## Point localization data
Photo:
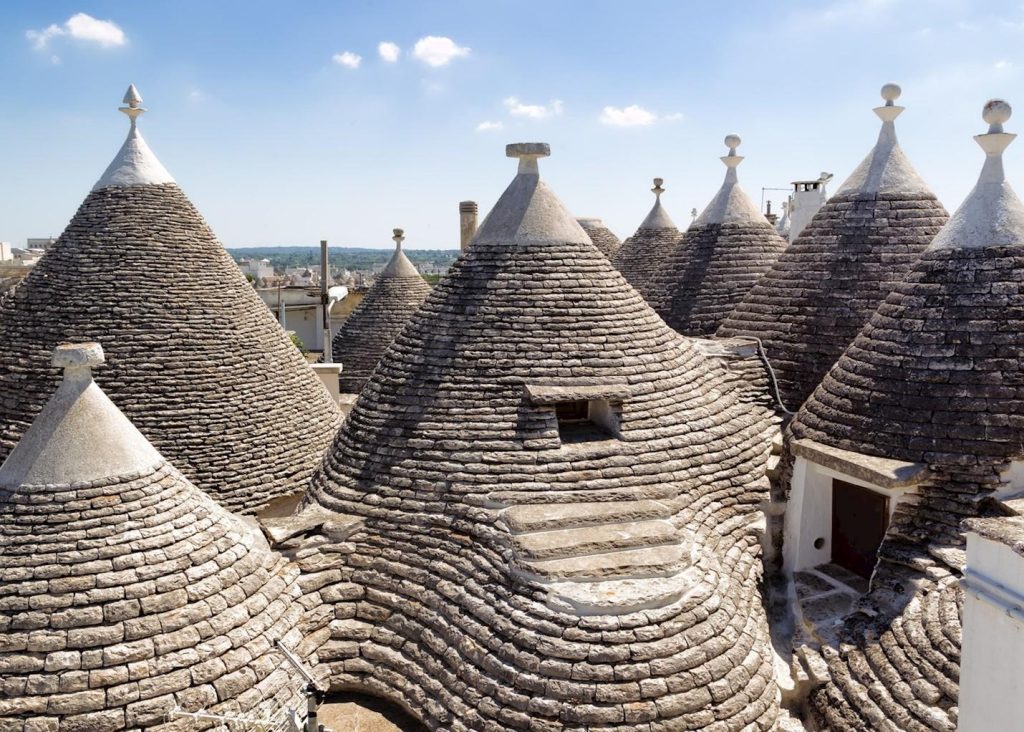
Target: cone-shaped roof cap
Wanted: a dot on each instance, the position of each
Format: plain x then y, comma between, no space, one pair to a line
194,356
731,204
134,164
124,562
376,321
719,258
643,255
945,326
455,456
822,289
886,170
602,237
935,379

## PROBLEM TO SOLVE
The expected output is every record above, copied exactly, without pictures.

## SOLUTION FOR THIS TASK
Photo:
Target: cone-shaped roof cap
Wanted: a dot on each instance, the position of each
Format: plain x then y, comma between, no space, one pair to a line
194,356
731,204
134,164
124,562
376,321
719,258
643,255
945,326
455,456
822,289
886,170
602,237
935,379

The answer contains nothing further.